POSTAWIONE ZADANIE: Ułóż poniższe zapisy w tabelę Markdown z kolumnami „Nr” i „Wiersz”, gdzie każda linia zapisów to osobny, ponumerowany wiersz, a puste linie pomijasz. Obrazków nie umieszczaj w odpowiedzi.

PRZEKAZANE DANE:
☆ ☆ ☆ ☆ ☆

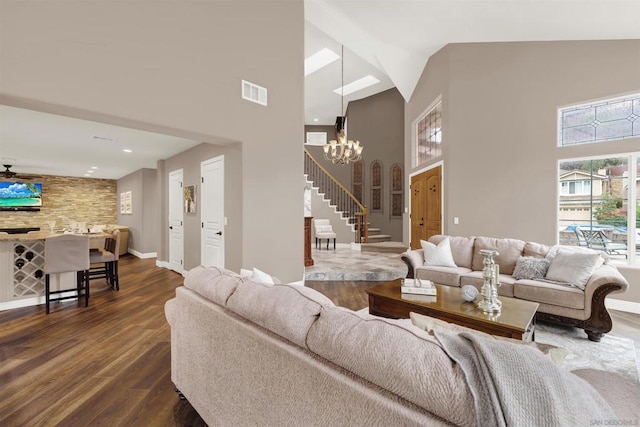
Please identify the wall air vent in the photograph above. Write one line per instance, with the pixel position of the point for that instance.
(316, 138)
(254, 93)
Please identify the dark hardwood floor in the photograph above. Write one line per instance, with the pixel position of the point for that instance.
(109, 364)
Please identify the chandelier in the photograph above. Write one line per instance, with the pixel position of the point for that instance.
(342, 150)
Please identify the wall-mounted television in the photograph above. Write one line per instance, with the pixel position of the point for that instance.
(20, 195)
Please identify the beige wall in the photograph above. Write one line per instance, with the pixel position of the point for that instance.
(500, 105)
(340, 172)
(67, 199)
(176, 68)
(143, 220)
(377, 122)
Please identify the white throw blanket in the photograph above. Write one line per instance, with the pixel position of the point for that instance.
(516, 385)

☆ ☆ ☆ ☆ ☆

ODPOWIEDŹ NA ZADANIE:
| Nr | Wiersz |
|---|---|
| 1 | Please identify the wall air vent in the photograph above. Write one line per instance, with the pixel position of the point for that instance. |
| 2 | (316, 138) |
| 3 | (254, 93) |
| 4 | Please identify the dark hardwood floor in the photograph above. Write one line per instance, with the pixel position of the point for that instance. |
| 5 | (109, 364) |
| 6 | Please identify the chandelier in the photograph above. Write one line per instance, with the pixel position of the point for that instance. |
| 7 | (342, 150) |
| 8 | Please identify the wall-mounted television in the photograph above. Write one line per instance, with the pixel position of the point for that instance. |
| 9 | (20, 195) |
| 10 | Please identify the beige wall in the photograph above. Write one line per instance, with the pixel position of the point for that instance. |
| 11 | (500, 105) |
| 12 | (340, 172) |
| 13 | (67, 199) |
| 14 | (176, 68) |
| 15 | (143, 220) |
| 16 | (377, 122) |
| 17 | Please identify the white throw blanket in the photograph above. Write one line per instance, with the pixel position of the point for that instance. |
| 18 | (516, 385) |